**Document section:**
_ _ _ _

# Advice on Techniques to Cut a Tree up (Tornado Damage)



## kkelly311 (Mar 11, 2012)

Thought I would see how experienced people would approach this. The March tornadoes did a lot of damage near me and I have been helping a friend cut up all of his damage. One of the last trees to do is one where the root ball came up and the tree is laying pretty much parallel to the ground about 2 to 3 feet off the ground until it reaches the upper large branches that are supporting it. With very little equipment, I was wondering what techniques people may use. I thought maybe to build a pyramid of logs under it just before it branches out to keep the trunk parallel to the ground, then work on the top ...... then work back toward the root ball moving the pyramid back (and using a hydraulic jack) as logs are cut. This is about a 35" diameter oak tree. Not sure if it will try to stand back up as it is being cut. If we get lucky there may be an excavator or bobcat nearby, but I am planning on worst case scenario of nothing being there other than large saws and a jack. Thanks


----------



## tree md (Mar 11, 2012)

I personally just work those blowdowns from the top back, reading the tension as I cut. I never stack log pyramids or break out hydrolic jacks... It is nice if you have a skid steer to lift it while you cut but not necessary. Pretty easy work when they are already on the ground for someone with experience. They can be deadly though... Especially to the inexperienced.

9 times out of 10 they will spring back up... And do it quick, fast and in a hurry.


----------



## VA-Sawyer (Mar 11, 2012)

tree md said:


> They can be deadly though... Especially to the inexperienced.
> 
> 9 times out of 10 they will spring back up... And do it quick, fast and in a hurry.



Way too often I read about a child or pet getting killed when the rootball falls back in the hole. Keep the whole area (including the hole area ) secure while cutting.

Is the tree on flat or sloping ground? 35" diameter chunks falling from 3' high, you don't want to be downhill when they are cut loose.

You will need a BIG saw to safely cut those chunks. DO NOT get on top of the log once it is cut loose from the upper branches. Not only can it stand up fast enough to throw you, but it seems to do so unexpectedly.

Rick


----------



## kkelly311 (Mar 11, 2012)

the tree is on prett flat land ........it may be a little uphill


----------



## husabud (Mar 11, 2012)

Often times the tree can be saved if the root plate is still intact. Be very careful. If you have an adjacent tree to pulley off of try up righting it and then put guy wires on it. With the right care, it should come back. Good luck. Or cut from the top down and keep everyone away from it. Look on YouTube, it has been shown what can happen.


----------



## VA-Sawyer (Mar 11, 2012)

I would pay good money to see a 35" diameter Oak pulled back upright with a pulley. Please get a clue before posting. One Carby on here is enough.
Rick


----------



## husabud (Mar 11, 2012)

_ _ _ _

**Dataset extract:**
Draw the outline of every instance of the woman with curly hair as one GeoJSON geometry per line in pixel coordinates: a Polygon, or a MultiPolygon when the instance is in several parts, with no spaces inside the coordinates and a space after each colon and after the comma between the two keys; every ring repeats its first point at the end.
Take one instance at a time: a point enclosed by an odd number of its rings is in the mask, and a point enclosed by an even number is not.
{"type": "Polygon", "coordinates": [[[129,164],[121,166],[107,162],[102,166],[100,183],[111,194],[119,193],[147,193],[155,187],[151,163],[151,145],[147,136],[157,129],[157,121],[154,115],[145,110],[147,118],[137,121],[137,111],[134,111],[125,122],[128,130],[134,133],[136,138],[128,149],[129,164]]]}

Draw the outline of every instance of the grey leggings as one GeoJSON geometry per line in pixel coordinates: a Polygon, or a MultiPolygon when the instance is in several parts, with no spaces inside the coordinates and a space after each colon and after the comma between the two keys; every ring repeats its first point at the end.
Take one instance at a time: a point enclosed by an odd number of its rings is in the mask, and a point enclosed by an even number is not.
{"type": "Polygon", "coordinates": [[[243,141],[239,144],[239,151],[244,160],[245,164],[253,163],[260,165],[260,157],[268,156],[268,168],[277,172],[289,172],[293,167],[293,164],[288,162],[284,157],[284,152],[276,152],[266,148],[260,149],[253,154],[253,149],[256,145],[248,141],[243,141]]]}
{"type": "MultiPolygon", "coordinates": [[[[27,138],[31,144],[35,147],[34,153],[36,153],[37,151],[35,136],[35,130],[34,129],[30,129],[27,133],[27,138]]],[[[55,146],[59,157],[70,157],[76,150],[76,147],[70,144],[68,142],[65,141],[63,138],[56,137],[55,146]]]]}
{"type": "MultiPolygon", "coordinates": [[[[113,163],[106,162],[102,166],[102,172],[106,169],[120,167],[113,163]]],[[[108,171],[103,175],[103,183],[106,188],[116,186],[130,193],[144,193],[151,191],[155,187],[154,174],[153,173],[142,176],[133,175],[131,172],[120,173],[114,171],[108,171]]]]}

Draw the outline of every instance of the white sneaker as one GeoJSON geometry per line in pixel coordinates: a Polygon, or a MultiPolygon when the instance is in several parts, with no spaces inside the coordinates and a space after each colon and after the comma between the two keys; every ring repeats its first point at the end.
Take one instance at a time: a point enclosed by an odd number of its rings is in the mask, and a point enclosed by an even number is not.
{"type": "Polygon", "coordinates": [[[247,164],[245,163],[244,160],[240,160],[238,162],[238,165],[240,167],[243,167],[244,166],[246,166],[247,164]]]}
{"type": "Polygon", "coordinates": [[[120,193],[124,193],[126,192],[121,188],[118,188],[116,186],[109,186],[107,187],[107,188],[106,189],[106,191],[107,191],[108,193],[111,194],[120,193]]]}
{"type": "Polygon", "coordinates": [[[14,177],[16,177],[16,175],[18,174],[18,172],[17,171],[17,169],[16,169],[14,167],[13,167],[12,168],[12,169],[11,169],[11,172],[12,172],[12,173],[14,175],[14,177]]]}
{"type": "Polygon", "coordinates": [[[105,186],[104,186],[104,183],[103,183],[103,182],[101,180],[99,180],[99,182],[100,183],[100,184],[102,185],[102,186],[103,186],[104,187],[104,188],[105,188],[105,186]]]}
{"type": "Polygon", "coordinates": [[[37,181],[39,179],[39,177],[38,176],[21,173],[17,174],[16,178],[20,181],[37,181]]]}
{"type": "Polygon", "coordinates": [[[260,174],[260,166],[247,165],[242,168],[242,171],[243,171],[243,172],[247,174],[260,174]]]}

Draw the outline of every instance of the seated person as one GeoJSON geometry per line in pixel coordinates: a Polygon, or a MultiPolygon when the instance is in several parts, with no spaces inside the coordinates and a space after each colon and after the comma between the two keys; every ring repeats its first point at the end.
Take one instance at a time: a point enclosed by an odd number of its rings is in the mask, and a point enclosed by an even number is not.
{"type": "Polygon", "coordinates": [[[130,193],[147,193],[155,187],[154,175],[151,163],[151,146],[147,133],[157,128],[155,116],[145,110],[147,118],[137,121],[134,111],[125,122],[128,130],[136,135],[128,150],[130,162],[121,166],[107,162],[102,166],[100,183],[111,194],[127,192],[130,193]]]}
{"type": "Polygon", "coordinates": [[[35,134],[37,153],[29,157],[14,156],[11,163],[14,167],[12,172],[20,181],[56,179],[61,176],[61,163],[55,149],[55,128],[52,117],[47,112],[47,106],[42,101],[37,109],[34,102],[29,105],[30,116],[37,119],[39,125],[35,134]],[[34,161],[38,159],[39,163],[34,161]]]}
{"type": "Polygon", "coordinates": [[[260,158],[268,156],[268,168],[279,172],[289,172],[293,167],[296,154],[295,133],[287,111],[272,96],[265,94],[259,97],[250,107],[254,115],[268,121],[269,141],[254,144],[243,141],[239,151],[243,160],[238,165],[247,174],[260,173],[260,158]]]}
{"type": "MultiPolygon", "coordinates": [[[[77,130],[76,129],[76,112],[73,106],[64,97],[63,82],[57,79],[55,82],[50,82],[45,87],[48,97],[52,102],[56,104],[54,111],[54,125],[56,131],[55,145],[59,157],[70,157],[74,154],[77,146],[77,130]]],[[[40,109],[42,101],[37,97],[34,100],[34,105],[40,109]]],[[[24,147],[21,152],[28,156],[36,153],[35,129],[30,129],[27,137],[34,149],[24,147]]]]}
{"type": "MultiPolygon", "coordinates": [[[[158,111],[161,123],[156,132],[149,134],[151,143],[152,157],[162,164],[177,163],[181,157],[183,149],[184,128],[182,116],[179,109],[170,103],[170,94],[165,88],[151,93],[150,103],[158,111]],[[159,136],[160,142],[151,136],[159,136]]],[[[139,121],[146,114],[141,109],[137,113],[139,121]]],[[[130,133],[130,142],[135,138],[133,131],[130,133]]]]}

_ _ _ _

**Problems to solve:**
1. In the thread about cutting up the tornado-damaged tree, reproduce the passage between "Way too often" and "do so unexpectedly.", inclusive.
2. Answer these questions from the thread about cutting up the tornado-damaged tree:
(a) What is the diameter of the oak tree?
(b) According to tree md, how often will these blowdowns spring back up?
(c) Which machine does tree md call nice to have for lifting the tree but not necessary?

**Task-by-task answers:**
1.
Way too often I read about a child or pet getting killed when the rootball falls back in the hole. Keep the whole area (including the hole area ) secure while cutting.

Is the tree on flat or sloping ground? 35" diameter chunks falling from 3' high, you don't want to be downhill when they are cut loose.

You will need a BIG saw to safely cut those chunks. DO NOT get on top of the log once it is cut loose from the upper branches. Not only can it stand up fast enough to throw you, but it seems to do so unexpectedly.

2.
(a) About 35 inches.
(b) 9 times out of 10.
(c) A skid steer.